Repeat the stretch of entries below from the line with "box: [218, 147, 263, 237]" through the line with "186L231 234H241L250 246L263". Include both ends and add nothing.

*Supplied entries:*
○ ○ ○ ○
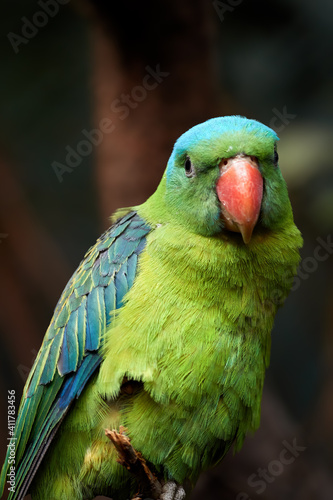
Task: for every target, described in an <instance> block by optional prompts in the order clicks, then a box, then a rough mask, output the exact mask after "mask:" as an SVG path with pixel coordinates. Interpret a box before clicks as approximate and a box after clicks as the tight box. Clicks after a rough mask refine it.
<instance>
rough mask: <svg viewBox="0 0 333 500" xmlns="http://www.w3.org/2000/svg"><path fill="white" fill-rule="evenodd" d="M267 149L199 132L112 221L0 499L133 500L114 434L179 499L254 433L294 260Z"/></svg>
mask: <svg viewBox="0 0 333 500" xmlns="http://www.w3.org/2000/svg"><path fill="white" fill-rule="evenodd" d="M278 140H279V139H278V137H277V135H276V133H275V131H274V130H272V129H271V128H269V127H268V126H266V125H264V124H262V123H261V122H259V121H257V120H255V119H248V118H245V117H242V116H236V115H235V116H222V117H216V118H211V119H209V120H207V121H205V122H203V123H200V124H197V125H195V126H193V127H192V128H190V129H189V130H187V131H186V132H185V133H183V134H182V135H181V136H180V137H179V138H178V140H177V141H176V142H175V145H174V147H173V150H172V152H171V156H170V158H169V160H168V162H167V165H166V169H165V172H164V174H163V176H162V179H161V181H160V184H159V185H158V187H157V189H156V191H155V192H154V194H152V195H151V196H150V197H149V198H148V200H147V201H146V202H144V203H143V204H141V205H138V206H134V207H130V208H123V209H119V210H118V211H117V212H115V214H114V215H113V216H112V218H111V223H112V224H111V227H110V228H109V229H108V230H106V231H105V232H104V234H102V236H100V238H99V239H98V240H97V242H96V244H95V245H94V246H92V247H91V248H90V249H89V250H88V252H87V253H86V255H85V257H84V258H83V260H82V262H81V264H80V265H79V267H78V268H77V270H76V271H75V272H74V274H73V276H72V278H71V279H70V280H69V282H68V284H67V286H66V287H65V289H64V291H63V293H62V295H61V297H60V300H59V302H58V304H57V305H56V308H55V310H54V314H53V317H52V320H51V323H50V325H49V327H48V329H47V331H46V334H45V337H44V340H43V343H42V346H41V348H40V350H39V352H38V355H37V357H36V360H35V362H34V365H33V367H32V369H31V372H30V374H29V377H28V379H27V381H26V384H25V387H24V391H23V396H22V399H21V403H20V406H19V410H18V413H17V418H16V425H15V431H14V432H13V436H14V437H13V439H12V441H13V443H14V445H15V454H14V462H13V459H11V460H10V457H12V455H11V454H10V450H8V453H7V456H6V459H5V463H4V465H3V468H2V473H1V481H0V488H1V489H0V492H3V491H4V489H5V488H6V490H7V489H8V490H9V497H8V498H10V499H16V500H22V499H23V498H24V496H25V495H26V494H28V493H30V494H31V496H32V499H33V500H45V499H48V500H50V499H51V500H63V499H71V500H83V499H93V498H95V496H97V495H106V496H108V497H111V498H112V499H113V500H128V499H130V498H132V497H133V496H134V495H135V494H136V492H137V490H138V481H137V478H136V477H135V475H133V474H132V472H131V471H129V470H128V469H127V468H126V467H124V466H123V465H122V464H121V463H119V460H118V458H119V457H118V454H117V450H116V449H115V446H113V444H112V443H111V442H110V440H109V439H108V437H107V436H106V435H105V429H120V428H123V429H125V431H124V432H126V436H127V437H128V438H129V440H130V442H131V445H132V446H133V448H134V449H135V450H136V451H137V452H139V453H140V454H141V455H142V457H144V460H145V461H146V463H147V465H148V466H149V467H150V468H151V470H152V471H153V473H154V474H155V475H157V477H160V478H162V481H163V484H164V486H165V490H163V492H162V494H161V498H165V499H173V498H174V499H176V498H177V499H178V498H179V499H181V498H184V495H185V490H184V488H183V486H182V485H183V484H188V485H189V486H188V488H189V489H191V488H192V487H193V486H194V485H195V483H196V481H197V479H198V477H199V474H200V473H201V471H203V470H206V469H207V468H209V467H212V466H214V465H215V464H216V463H218V462H219V461H220V460H222V459H223V457H224V456H225V454H226V453H227V452H228V450H229V449H230V448H231V447H233V448H234V450H235V451H238V450H239V449H240V448H241V447H242V444H243V442H244V439H245V436H246V434H248V433H253V432H254V431H255V430H256V429H257V428H258V427H259V423H260V407H261V398H262V391H263V384H264V377H265V371H266V369H267V367H268V365H269V358H270V350H271V331H272V327H273V322H274V317H275V314H276V311H277V309H278V308H279V307H280V306H281V305H282V304H283V302H284V300H285V299H286V297H287V295H288V294H289V291H290V289H291V287H292V283H293V278H294V276H295V274H296V272H297V267H298V264H299V261H300V248H301V247H302V237H301V233H300V231H299V229H298V228H297V227H296V225H295V223H294V219H293V212H292V208H291V203H290V200H289V196H288V190H287V186H286V182H285V180H284V178H283V176H282V173H281V170H280V167H279V157H278V152H277V142H278ZM12 464H13V465H12ZM12 468H14V469H12ZM13 470H14V475H13V472H12V471H13ZM10 474H12V475H10ZM12 477H14V480H13V481H9V479H11V478H12ZM170 484H171V485H172V488H173V489H172V491H173V492H174V493H172V491H171V489H170V488H169V490H168V489H167V485H170ZM164 486H163V488H164ZM165 491H166V493H165ZM170 491H171V493H170ZM186 491H188V490H186ZM0 494H1V493H0ZM186 494H187V493H186ZM163 495H164V496H163Z"/></svg>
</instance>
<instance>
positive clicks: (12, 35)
mask: <svg viewBox="0 0 333 500" xmlns="http://www.w3.org/2000/svg"><path fill="white" fill-rule="evenodd" d="M69 1H70V0H38V2H37V4H38V5H39V7H40V8H41V10H37V11H36V12H35V13H34V15H33V16H32V18H31V19H28V18H27V17H26V16H23V17H21V21H22V23H23V24H22V27H21V34H20V35H18V34H17V33H13V32H12V31H10V32H9V33H7V38H8V40H9V42H10V44H11V46H12V48H13V50H14V52H15V54H18V52H19V47H20V45H22V44H23V45H26V44H27V43H29V42H30V40H32V39H33V38H35V36H36V35H37V33H38V32H39V30H40V29H41V28H44V27H45V26H46V25H47V24H48V22H49V20H50V18H52V17H54V16H56V15H57V14H58V12H59V8H60V5H65V4H67V3H68V2H69Z"/></svg>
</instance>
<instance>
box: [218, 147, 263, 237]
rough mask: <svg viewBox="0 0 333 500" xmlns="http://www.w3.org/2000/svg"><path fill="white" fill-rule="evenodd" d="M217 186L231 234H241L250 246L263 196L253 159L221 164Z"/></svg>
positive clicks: (225, 223)
mask: <svg viewBox="0 0 333 500" xmlns="http://www.w3.org/2000/svg"><path fill="white" fill-rule="evenodd" d="M220 172H221V175H220V178H219V180H218V181H217V184H216V192H217V196H218V198H219V200H220V202H221V207H222V208H221V211H222V219H223V221H224V224H225V228H226V229H229V231H236V232H239V233H241V235H242V237H243V241H244V243H249V242H250V240H251V236H252V231H253V229H254V227H255V225H256V223H257V220H258V217H259V213H260V207H261V201H262V193H263V178H262V176H261V173H260V172H259V168H258V163H257V161H256V159H255V158H254V157H250V156H243V155H242V156H241V155H239V156H234V157H233V158H229V159H225V160H222V162H221V164H220Z"/></svg>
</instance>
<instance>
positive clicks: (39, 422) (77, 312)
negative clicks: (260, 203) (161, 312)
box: [0, 211, 151, 498]
mask: <svg viewBox="0 0 333 500" xmlns="http://www.w3.org/2000/svg"><path fill="white" fill-rule="evenodd" d="M150 231H151V227H150V226H148V225H147V223H146V222H145V221H144V220H143V219H142V218H141V217H139V216H138V215H137V213H136V212H134V211H132V212H129V213H128V214H126V215H125V216H124V217H122V218H121V219H119V220H118V221H116V223H115V224H114V225H112V226H111V227H110V228H109V229H108V230H107V231H105V233H104V234H102V235H101V236H100V238H99V239H98V240H97V242H96V244H95V245H94V246H92V247H91V248H90V249H89V250H88V252H87V253H86V255H85V257H84V259H83V260H82V262H81V263H80V265H79V267H78V268H77V270H76V271H75V272H74V274H73V276H72V277H71V279H70V280H69V282H68V284H67V286H66V288H65V289H64V291H63V293H62V295H61V297H60V299H59V302H58V304H57V306H56V308H55V311H54V314H53V317H52V320H51V323H50V325H49V327H48V329H47V331H46V334H45V337H44V341H43V344H42V346H41V348H40V351H39V353H38V355H37V358H36V360H35V363H34V366H33V368H32V370H31V372H30V374H29V378H28V380H27V382H26V385H25V388H24V392H23V396H22V400H21V404H20V408H19V413H18V418H17V423H16V429H15V437H16V445H17V448H16V459H17V463H18V462H19V461H20V460H21V463H20V465H19V469H18V470H17V476H16V481H17V483H16V484H17V487H19V488H21V489H22V485H24V490H26V489H27V487H28V486H29V484H30V482H31V479H32V477H33V474H34V472H35V469H36V467H37V466H38V464H39V461H40V460H41V458H42V456H43V454H44V453H45V451H46V448H47V447H48V445H49V443H50V441H51V439H52V438H53V435H54V433H55V432H53V430H56V426H57V425H58V424H59V423H60V421H61V419H62V418H63V417H64V415H65V413H66V412H67V410H68V408H69V406H70V404H71V402H72V401H73V400H74V399H75V398H76V397H78V396H79V394H80V393H81V391H82V389H83V388H84V386H85V384H86V383H87V381H88V380H89V378H90V377H91V375H92V374H93V373H94V371H95V370H96V369H97V367H98V366H99V364H100V362H101V358H100V356H99V348H100V346H101V343H102V342H103V339H104V333H105V330H106V326H108V325H109V324H110V322H111V321H112V314H111V313H112V311H114V310H115V309H118V308H119V307H121V306H122V304H123V299H124V296H125V294H126V293H127V291H128V290H129V289H130V288H131V286H132V285H133V281H134V279H135V275H136V272H137V262H138V256H139V254H140V253H141V252H142V250H143V248H144V246H145V241H146V235H147V234H148V233H149V232H150ZM90 358H91V360H90ZM50 438H51V439H50ZM6 472H7V457H6V461H5V464H4V467H3V470H2V473H1V483H0V492H1V489H2V487H3V486H4V484H5V481H6ZM29 476H31V477H30V478H29V481H28V480H27V477H29ZM22 492H23V491H22ZM21 494H22V493H21V492H20V495H21ZM15 495H16V493H15V494H14V497H12V498H16V496H15ZM18 498H21V496H20V497H18Z"/></svg>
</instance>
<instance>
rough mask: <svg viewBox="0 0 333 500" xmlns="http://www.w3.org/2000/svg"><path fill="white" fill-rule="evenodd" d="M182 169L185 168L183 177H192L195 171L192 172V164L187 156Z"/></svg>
mask: <svg viewBox="0 0 333 500" xmlns="http://www.w3.org/2000/svg"><path fill="white" fill-rule="evenodd" d="M184 168H185V175H186V177H194V175H195V170H194V167H193V165H192V162H191V160H190V158H189V157H188V156H187V158H186V160H185V165H184Z"/></svg>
○ ○ ○ ○
*Response to the task:*
box: [218, 147, 263, 237]
rough mask: <svg viewBox="0 0 333 500" xmlns="http://www.w3.org/2000/svg"><path fill="white" fill-rule="evenodd" d="M217 186L231 234H241L250 246L263 196L253 159L221 164Z"/></svg>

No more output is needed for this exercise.